Starting at the line that contains "Task: point out every instance of the white tank", return each line exactly as written until the listing below ends, and return no other line.

» **Material supplied**
━━━━━━━━━━━━━━━━━━━━
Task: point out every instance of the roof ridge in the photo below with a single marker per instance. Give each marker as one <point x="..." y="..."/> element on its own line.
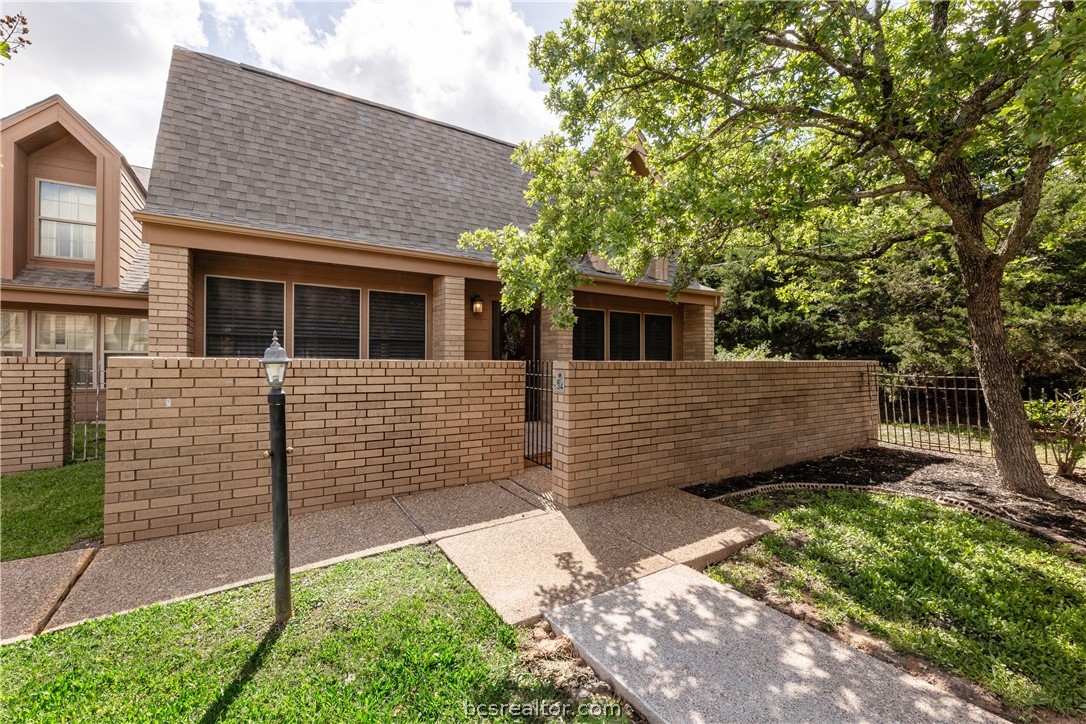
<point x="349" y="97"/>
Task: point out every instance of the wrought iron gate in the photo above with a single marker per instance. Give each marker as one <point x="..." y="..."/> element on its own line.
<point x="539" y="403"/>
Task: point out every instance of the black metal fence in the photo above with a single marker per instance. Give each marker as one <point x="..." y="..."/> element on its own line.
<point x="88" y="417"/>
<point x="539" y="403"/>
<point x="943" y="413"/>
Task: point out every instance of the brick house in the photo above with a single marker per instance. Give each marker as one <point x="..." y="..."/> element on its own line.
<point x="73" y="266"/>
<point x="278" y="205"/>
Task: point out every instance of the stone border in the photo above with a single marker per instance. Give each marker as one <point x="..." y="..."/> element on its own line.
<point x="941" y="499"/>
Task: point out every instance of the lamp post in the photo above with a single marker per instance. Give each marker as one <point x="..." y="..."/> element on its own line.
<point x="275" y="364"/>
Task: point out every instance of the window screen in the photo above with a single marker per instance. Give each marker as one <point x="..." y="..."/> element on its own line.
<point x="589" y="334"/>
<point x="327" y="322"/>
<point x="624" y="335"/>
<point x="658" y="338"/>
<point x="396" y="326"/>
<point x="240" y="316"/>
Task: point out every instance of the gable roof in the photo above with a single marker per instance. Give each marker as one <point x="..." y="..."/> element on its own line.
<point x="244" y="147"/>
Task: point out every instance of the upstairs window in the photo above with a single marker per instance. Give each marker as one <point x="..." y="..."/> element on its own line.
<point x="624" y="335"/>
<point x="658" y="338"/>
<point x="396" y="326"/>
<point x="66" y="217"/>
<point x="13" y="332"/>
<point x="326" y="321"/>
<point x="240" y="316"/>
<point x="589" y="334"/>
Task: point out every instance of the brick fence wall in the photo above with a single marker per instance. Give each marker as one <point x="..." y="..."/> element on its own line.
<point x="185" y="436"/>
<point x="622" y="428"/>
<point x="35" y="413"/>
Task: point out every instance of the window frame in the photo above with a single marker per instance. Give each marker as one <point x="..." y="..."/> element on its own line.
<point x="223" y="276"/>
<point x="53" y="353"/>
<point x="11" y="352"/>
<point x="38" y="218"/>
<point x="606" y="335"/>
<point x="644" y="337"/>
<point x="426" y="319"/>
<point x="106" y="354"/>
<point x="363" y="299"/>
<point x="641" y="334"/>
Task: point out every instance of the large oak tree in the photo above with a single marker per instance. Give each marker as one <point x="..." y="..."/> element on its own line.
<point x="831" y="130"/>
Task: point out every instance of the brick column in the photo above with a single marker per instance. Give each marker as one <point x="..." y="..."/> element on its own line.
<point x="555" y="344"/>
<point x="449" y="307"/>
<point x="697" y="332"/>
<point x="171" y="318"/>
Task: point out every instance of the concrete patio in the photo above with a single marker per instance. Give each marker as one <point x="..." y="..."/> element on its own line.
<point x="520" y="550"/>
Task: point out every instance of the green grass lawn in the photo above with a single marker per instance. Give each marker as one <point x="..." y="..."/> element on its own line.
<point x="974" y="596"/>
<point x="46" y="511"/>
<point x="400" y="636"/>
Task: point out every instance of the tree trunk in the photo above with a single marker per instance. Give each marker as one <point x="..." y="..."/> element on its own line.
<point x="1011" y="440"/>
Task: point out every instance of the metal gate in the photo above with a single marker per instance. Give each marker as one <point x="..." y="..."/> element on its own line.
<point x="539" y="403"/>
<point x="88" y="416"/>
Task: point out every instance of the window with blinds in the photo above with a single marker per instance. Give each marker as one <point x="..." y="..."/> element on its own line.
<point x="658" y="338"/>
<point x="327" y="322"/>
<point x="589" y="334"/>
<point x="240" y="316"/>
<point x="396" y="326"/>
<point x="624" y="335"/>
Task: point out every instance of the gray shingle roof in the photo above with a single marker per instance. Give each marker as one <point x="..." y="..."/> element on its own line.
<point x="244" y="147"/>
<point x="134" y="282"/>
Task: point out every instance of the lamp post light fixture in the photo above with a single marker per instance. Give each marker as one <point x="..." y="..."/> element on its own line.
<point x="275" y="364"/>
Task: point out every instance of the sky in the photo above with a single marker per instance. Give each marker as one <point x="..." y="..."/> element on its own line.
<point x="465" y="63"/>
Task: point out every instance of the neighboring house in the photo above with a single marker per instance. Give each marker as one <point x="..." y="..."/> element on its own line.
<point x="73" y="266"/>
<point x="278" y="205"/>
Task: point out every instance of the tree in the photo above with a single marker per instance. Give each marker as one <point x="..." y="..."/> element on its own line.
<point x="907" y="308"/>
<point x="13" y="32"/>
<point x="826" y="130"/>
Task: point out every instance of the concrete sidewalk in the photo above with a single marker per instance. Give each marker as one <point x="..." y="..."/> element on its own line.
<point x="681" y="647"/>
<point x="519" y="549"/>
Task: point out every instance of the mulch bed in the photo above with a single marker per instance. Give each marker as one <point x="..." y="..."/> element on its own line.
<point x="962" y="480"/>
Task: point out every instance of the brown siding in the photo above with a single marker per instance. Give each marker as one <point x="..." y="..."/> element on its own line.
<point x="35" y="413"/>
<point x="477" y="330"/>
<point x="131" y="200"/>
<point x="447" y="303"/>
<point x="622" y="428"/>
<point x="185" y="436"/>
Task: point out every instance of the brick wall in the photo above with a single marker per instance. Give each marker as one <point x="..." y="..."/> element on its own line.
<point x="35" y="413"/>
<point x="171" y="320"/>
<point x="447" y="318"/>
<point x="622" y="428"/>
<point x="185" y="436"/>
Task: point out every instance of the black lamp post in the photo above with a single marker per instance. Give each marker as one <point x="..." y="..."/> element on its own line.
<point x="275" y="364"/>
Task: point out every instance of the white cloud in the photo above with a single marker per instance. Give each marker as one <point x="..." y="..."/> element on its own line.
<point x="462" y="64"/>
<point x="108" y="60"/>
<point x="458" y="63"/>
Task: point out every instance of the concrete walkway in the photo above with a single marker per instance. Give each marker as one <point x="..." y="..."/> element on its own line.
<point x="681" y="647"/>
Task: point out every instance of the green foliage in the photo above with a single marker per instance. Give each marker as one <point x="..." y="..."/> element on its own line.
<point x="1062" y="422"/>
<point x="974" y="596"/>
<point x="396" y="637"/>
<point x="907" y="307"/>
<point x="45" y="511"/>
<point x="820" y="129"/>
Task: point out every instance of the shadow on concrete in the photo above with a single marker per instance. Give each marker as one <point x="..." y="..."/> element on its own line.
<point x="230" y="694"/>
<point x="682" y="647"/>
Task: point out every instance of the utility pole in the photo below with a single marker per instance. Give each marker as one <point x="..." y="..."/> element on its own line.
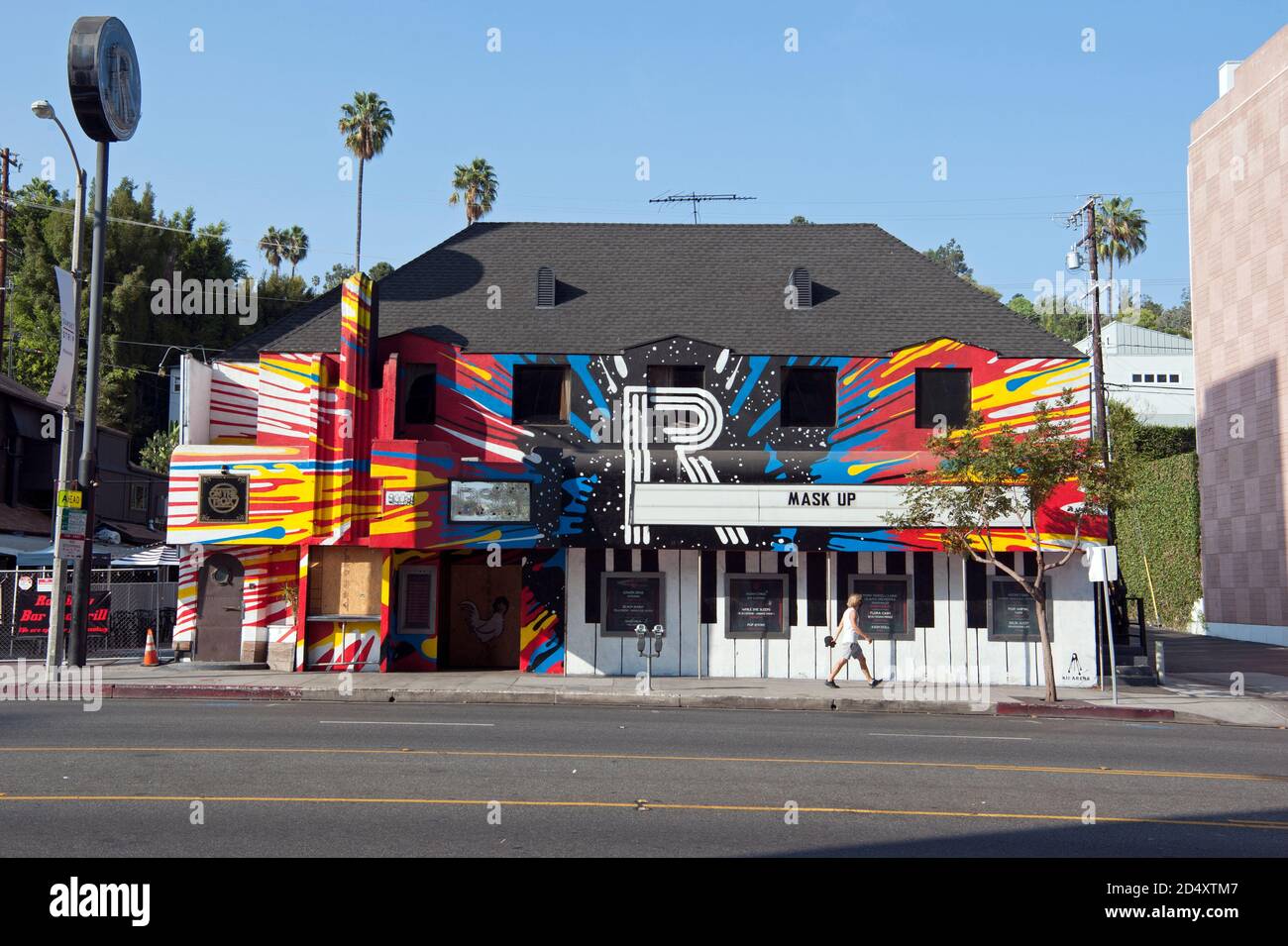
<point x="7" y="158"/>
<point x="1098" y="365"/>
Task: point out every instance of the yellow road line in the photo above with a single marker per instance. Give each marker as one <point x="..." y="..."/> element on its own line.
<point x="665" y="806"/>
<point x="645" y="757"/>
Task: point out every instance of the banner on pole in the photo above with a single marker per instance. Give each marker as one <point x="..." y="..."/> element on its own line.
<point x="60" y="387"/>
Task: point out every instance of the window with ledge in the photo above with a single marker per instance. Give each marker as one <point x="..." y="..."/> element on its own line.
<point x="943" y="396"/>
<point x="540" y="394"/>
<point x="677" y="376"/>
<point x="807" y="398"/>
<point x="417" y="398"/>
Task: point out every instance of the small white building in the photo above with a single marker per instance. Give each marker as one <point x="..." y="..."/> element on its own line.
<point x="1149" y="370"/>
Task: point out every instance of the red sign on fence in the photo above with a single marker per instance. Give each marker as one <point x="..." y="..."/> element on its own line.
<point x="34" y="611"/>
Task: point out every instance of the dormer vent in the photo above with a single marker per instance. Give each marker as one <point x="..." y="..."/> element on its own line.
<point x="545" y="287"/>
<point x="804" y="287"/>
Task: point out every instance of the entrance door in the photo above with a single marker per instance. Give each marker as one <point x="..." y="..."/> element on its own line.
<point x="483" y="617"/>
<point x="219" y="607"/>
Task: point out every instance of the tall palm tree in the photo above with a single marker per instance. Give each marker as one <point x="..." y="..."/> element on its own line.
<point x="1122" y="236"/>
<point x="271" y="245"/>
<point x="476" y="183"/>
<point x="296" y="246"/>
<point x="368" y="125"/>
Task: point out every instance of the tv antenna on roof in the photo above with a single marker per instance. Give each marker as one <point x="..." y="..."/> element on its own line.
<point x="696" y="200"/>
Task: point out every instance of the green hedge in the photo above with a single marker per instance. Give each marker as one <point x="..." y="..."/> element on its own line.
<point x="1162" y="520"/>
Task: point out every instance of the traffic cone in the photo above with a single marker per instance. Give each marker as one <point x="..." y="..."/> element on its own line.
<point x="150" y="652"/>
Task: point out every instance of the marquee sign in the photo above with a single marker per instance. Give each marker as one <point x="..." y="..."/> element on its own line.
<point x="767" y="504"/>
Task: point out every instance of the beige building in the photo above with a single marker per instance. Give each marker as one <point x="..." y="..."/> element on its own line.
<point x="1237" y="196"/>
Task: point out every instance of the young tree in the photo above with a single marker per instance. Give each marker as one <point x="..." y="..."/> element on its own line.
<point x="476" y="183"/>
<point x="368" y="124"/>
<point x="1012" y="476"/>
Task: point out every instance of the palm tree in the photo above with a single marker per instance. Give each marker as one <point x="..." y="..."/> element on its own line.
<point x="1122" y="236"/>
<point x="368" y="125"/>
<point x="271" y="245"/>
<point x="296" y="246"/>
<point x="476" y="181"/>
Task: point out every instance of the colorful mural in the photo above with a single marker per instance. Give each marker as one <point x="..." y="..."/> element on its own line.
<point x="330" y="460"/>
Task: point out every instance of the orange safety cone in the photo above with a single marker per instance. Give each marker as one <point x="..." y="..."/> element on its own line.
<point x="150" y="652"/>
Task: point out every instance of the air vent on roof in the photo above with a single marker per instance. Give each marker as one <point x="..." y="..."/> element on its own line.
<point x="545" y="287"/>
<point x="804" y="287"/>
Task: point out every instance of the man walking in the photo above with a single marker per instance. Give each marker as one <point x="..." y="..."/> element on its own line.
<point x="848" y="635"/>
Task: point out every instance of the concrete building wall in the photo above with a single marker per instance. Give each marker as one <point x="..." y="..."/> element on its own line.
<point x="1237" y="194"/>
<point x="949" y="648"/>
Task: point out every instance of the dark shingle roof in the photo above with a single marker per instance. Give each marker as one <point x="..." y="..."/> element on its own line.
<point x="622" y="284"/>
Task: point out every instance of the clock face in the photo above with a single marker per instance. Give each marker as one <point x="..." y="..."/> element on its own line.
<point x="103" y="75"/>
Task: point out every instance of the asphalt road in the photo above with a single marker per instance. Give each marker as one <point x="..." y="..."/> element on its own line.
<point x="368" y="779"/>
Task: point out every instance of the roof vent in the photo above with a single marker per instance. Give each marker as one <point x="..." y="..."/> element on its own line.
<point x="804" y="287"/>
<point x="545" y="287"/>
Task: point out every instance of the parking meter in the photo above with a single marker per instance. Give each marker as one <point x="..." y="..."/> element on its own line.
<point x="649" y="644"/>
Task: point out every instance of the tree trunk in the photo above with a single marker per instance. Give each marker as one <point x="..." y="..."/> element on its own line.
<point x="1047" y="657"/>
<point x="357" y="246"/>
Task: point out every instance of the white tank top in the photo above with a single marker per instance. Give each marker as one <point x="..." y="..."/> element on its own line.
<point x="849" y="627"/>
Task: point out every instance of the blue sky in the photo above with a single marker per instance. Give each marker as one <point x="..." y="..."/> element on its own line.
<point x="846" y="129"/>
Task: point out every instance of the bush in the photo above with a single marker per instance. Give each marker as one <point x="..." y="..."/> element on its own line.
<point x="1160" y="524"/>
━━━━━━━━━━━━━━━━━━━━
» **Answer box**
Task: point out every instance of the white tank top in the photo above with a single marker per instance. Give each marker as one <point x="..." y="..."/> element on its own line.
<point x="849" y="627"/>
Task: point out every instance of the blue sky in the photo above with a single marker per instance. Give each marker as one <point x="..." y="..."/> element on its own line.
<point x="846" y="129"/>
Task: point out every instance of the bush in the photo above with a single marker per instance. Give each marker as one <point x="..." y="..."/> element on its own line.
<point x="1160" y="524"/>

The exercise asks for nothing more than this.